- _What you are asked to do_
From the records below, copy out exactly the lines from the one containing "Each <instance> block" to the one containing "positive clicks: (156, 4)", both included. Add nothing else.

(Stored data)
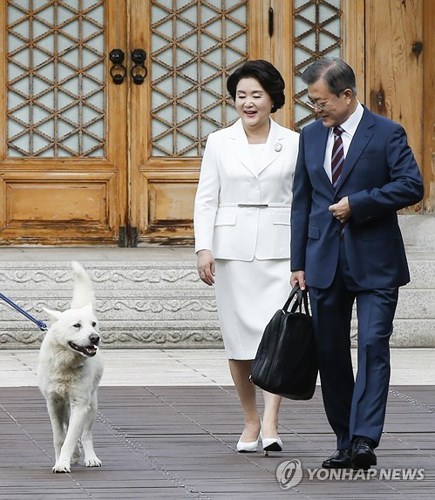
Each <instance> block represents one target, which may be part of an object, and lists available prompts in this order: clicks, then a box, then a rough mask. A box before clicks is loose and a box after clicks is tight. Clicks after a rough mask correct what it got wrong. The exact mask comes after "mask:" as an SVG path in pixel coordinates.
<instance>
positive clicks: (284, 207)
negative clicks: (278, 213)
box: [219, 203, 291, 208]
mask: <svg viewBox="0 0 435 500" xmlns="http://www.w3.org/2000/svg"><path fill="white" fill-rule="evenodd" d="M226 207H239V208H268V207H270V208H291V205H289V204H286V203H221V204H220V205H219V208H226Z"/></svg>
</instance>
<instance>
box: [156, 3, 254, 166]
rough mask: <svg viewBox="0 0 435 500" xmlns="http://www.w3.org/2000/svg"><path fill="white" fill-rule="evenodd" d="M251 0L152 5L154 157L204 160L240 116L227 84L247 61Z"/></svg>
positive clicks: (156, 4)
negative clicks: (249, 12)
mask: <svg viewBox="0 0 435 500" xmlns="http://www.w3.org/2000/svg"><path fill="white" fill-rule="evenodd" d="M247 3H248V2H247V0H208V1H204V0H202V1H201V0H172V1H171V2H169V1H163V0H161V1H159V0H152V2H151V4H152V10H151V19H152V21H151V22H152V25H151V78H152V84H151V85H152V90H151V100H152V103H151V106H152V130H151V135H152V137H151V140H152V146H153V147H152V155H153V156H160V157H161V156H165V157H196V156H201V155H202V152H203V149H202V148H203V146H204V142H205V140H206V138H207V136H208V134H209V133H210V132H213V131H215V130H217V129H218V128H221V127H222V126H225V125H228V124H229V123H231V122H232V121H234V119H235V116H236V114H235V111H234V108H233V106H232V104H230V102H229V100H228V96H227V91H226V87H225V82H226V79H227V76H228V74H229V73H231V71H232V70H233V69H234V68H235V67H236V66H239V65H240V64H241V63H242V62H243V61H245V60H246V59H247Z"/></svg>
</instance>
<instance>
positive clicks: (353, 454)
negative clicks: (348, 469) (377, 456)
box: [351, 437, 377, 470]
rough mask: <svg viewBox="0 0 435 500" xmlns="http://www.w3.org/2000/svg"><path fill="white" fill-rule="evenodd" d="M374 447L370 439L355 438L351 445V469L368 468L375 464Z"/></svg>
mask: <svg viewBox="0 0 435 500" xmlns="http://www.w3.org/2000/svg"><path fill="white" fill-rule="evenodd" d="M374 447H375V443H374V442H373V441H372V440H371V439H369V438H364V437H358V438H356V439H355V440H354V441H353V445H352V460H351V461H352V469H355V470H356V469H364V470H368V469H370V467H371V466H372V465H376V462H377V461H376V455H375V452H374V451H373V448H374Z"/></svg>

...

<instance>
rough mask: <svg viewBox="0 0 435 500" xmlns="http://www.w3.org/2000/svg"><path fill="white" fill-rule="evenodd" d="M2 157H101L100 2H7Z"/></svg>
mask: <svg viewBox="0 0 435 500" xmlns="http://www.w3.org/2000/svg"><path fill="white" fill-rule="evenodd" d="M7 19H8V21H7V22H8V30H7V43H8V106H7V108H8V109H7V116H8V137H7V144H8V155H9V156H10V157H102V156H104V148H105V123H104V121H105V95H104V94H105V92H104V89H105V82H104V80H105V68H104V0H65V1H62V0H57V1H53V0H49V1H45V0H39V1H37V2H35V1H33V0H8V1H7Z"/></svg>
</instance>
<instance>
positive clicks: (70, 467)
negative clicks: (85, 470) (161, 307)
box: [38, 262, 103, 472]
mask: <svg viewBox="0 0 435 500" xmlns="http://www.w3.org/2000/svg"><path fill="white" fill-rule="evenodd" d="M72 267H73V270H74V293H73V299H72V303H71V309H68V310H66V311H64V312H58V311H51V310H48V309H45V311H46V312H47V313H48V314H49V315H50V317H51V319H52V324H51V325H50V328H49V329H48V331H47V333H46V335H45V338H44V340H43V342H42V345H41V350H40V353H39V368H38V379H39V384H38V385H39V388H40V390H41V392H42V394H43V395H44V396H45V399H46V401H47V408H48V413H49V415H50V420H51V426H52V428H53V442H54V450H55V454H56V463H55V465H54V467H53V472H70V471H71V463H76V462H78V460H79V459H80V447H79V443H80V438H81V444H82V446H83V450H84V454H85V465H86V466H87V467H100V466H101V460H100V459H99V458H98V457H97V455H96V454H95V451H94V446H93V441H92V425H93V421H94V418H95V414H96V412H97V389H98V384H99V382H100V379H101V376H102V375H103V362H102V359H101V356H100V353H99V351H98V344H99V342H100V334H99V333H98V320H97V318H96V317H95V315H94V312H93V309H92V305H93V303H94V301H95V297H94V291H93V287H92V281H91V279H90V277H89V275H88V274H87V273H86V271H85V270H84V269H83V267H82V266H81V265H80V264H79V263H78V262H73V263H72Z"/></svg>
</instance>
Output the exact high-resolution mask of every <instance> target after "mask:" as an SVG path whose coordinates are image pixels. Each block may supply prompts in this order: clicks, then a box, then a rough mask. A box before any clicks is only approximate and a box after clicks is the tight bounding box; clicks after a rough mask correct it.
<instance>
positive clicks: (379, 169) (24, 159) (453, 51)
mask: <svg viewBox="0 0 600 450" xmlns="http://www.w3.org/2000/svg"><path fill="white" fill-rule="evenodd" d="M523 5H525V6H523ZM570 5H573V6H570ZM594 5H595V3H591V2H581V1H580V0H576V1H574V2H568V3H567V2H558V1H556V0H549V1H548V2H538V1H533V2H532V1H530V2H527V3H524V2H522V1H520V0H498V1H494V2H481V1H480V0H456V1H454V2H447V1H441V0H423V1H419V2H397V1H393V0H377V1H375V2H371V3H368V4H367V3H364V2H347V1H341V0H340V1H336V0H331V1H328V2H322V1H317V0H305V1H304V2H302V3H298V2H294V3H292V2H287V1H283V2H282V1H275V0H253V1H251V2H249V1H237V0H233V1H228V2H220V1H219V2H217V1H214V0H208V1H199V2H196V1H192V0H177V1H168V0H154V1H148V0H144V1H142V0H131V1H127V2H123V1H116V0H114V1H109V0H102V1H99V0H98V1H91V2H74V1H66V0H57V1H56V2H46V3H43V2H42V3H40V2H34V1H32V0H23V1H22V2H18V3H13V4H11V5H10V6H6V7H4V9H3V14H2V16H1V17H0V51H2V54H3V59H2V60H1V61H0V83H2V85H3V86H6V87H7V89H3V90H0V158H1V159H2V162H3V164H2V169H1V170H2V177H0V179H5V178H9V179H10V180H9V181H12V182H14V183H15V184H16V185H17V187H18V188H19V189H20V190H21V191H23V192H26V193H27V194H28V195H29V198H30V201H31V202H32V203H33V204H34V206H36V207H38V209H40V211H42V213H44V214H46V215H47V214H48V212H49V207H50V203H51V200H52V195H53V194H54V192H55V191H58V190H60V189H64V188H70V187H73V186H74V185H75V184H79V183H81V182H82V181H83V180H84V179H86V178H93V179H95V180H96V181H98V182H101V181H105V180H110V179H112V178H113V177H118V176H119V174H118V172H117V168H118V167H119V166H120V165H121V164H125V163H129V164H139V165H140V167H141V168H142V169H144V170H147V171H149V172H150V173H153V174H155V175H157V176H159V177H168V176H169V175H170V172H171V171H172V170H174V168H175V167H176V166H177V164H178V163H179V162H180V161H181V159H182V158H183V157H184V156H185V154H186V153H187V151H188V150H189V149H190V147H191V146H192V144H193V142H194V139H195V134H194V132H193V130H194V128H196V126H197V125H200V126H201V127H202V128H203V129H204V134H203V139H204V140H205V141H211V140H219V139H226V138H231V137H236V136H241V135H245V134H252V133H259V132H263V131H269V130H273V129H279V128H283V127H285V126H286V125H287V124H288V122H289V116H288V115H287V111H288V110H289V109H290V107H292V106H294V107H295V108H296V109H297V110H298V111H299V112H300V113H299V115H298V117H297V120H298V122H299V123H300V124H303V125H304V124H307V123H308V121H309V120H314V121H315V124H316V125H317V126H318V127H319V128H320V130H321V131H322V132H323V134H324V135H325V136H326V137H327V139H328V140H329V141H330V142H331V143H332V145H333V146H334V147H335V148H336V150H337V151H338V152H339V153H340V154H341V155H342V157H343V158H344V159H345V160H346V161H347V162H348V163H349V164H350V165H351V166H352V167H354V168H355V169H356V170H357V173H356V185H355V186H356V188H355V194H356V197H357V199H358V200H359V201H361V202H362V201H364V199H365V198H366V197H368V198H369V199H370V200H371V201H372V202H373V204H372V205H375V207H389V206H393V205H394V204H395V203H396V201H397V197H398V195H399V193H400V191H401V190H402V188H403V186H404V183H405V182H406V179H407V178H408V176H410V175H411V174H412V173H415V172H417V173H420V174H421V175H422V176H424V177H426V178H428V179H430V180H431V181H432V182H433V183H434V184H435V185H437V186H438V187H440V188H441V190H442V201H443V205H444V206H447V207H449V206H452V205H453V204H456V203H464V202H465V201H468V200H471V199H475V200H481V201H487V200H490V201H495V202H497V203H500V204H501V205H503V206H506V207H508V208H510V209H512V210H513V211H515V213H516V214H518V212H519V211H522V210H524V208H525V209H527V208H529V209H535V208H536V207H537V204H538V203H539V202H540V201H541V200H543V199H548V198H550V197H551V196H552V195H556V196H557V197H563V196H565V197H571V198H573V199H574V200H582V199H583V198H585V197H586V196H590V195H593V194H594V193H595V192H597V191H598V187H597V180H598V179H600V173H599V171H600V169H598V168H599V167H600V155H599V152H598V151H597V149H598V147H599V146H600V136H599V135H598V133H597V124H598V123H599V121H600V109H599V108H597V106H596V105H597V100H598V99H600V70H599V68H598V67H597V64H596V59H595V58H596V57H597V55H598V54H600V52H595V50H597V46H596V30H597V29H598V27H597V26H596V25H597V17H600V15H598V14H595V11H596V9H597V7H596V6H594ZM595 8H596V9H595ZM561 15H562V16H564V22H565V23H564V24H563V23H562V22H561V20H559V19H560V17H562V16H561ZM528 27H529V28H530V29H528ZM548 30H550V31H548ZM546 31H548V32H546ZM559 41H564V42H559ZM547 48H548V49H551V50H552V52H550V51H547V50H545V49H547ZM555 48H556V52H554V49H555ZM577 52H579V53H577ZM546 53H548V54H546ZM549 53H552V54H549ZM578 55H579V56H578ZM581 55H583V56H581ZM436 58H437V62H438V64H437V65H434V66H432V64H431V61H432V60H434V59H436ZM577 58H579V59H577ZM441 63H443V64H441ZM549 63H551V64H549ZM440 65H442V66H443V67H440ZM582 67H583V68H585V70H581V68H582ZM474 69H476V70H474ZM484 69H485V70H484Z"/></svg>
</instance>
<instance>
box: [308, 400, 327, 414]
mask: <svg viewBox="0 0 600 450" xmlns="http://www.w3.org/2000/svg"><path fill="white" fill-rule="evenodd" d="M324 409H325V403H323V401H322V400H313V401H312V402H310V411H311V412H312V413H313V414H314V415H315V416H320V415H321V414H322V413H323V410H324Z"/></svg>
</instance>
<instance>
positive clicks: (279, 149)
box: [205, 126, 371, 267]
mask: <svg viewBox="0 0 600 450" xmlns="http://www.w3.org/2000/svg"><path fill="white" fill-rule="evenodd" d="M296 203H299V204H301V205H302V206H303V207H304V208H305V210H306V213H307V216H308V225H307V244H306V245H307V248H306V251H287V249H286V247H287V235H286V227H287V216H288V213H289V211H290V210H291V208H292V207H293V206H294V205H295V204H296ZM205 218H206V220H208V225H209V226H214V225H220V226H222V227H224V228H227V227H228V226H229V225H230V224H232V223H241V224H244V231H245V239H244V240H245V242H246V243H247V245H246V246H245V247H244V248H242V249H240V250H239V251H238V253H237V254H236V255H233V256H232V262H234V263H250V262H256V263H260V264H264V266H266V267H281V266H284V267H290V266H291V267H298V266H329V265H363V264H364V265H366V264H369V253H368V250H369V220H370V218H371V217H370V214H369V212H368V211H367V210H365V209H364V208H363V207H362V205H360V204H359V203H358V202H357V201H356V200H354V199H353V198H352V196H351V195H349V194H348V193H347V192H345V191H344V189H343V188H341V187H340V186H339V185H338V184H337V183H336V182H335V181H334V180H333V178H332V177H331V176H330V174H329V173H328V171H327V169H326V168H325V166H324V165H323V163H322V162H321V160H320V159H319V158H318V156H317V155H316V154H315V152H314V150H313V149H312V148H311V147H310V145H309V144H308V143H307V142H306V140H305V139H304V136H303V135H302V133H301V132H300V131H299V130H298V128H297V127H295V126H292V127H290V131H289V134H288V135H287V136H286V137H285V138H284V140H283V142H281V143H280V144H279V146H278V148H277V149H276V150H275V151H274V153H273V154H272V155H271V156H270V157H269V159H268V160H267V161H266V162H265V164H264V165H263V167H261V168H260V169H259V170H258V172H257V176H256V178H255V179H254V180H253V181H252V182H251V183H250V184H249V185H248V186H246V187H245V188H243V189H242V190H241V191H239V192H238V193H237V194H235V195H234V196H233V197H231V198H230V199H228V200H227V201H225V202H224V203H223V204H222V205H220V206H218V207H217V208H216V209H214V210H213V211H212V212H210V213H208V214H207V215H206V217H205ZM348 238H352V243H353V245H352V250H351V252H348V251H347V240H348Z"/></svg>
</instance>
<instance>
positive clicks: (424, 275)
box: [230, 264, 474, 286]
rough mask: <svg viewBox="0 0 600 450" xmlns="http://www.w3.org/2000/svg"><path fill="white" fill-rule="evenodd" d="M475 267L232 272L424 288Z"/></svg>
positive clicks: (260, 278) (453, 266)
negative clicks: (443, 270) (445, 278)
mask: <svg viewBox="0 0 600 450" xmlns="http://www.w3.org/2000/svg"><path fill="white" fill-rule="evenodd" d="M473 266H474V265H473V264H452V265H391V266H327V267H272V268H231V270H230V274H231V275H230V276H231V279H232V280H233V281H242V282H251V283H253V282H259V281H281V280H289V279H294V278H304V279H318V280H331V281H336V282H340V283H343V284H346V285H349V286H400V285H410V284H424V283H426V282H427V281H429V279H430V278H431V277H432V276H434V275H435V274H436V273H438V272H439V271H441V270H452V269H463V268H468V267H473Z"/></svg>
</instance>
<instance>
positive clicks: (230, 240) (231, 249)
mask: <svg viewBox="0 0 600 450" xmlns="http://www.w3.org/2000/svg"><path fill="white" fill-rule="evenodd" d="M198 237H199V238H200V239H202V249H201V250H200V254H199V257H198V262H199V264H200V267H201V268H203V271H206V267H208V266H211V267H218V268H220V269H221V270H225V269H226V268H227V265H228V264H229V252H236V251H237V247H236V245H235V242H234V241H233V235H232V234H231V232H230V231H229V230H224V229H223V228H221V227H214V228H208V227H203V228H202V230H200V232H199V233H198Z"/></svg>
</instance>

...

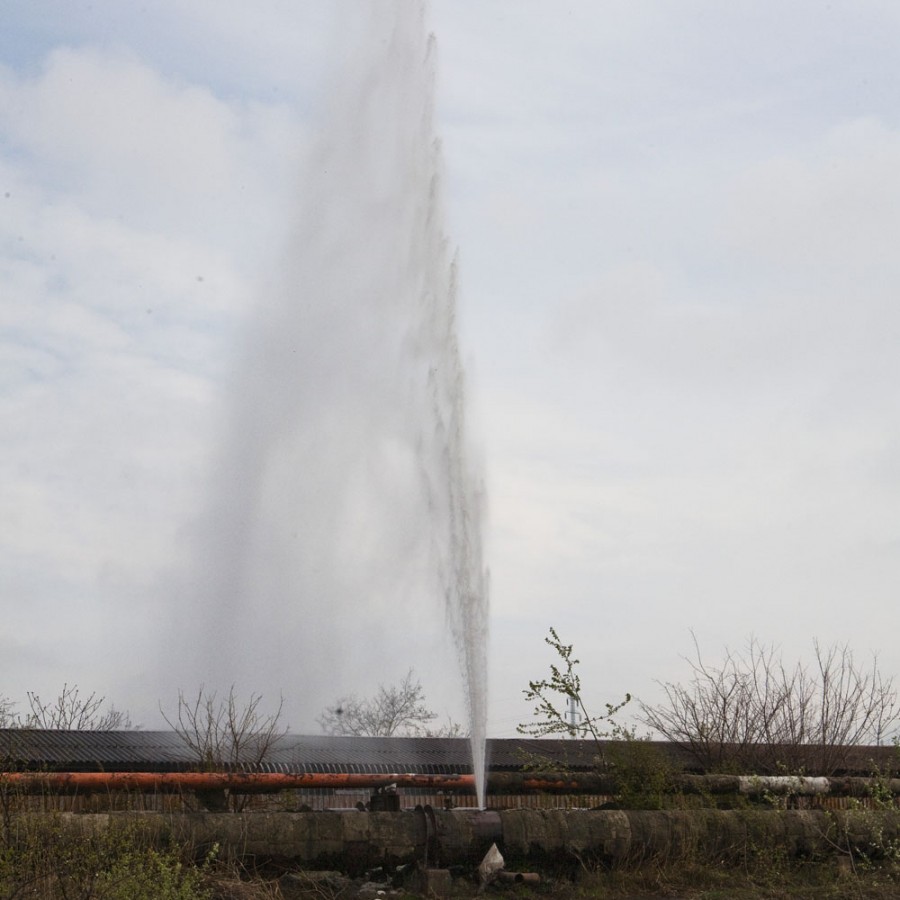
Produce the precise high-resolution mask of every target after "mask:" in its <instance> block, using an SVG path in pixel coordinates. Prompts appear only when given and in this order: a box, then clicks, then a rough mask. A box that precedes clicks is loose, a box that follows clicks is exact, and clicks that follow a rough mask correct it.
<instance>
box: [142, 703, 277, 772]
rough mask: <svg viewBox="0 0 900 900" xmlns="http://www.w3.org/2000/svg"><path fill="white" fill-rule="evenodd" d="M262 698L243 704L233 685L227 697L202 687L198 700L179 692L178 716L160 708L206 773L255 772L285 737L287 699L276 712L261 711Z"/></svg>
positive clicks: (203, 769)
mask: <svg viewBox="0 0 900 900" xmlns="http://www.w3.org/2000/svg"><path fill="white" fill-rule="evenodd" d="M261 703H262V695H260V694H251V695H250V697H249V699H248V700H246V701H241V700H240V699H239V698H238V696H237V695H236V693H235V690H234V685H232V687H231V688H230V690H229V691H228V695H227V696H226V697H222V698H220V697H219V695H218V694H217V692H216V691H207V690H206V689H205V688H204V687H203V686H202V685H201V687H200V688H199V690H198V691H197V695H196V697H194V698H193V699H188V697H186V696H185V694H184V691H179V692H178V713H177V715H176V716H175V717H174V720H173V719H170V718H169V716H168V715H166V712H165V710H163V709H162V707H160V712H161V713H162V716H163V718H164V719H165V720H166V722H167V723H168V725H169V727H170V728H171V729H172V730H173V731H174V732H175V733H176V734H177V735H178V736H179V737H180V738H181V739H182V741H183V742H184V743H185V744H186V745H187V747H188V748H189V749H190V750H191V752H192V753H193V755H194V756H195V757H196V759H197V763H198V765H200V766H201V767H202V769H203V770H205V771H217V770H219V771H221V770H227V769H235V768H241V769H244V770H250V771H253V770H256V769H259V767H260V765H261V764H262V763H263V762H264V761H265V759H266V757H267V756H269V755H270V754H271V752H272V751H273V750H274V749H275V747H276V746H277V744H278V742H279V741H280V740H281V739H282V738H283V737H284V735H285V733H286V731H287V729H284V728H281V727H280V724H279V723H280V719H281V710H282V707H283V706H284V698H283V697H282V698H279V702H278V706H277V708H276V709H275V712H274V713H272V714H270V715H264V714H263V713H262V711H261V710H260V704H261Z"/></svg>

- _Your response_
Each <instance> block represents one target, which may be part of an object, and lists available prompts in this order: clicks, then a box, then a rough mask. A box before clicks is loose and a box after clicks is tight. Clicks after a rough mask correct what it got wrong. The exact mask comes after "mask:" as an SVG path in pixel coordinates.
<instance>
positive clicks: (284, 207)
negative clicks: (278, 213)
box: [219, 203, 291, 208]
mask: <svg viewBox="0 0 435 500" xmlns="http://www.w3.org/2000/svg"><path fill="white" fill-rule="evenodd" d="M226 207H239V208H268V207H270V208H291V205H289V204H286V203H221V204H220V205H219V208H226Z"/></svg>
</instance>
<instance>
box: [156, 3, 254, 166]
rough mask: <svg viewBox="0 0 435 500" xmlns="http://www.w3.org/2000/svg"><path fill="white" fill-rule="evenodd" d="M251 0L152 5L154 157L204 160L240 116L227 84L247 61Z"/></svg>
positive clicks: (156, 4)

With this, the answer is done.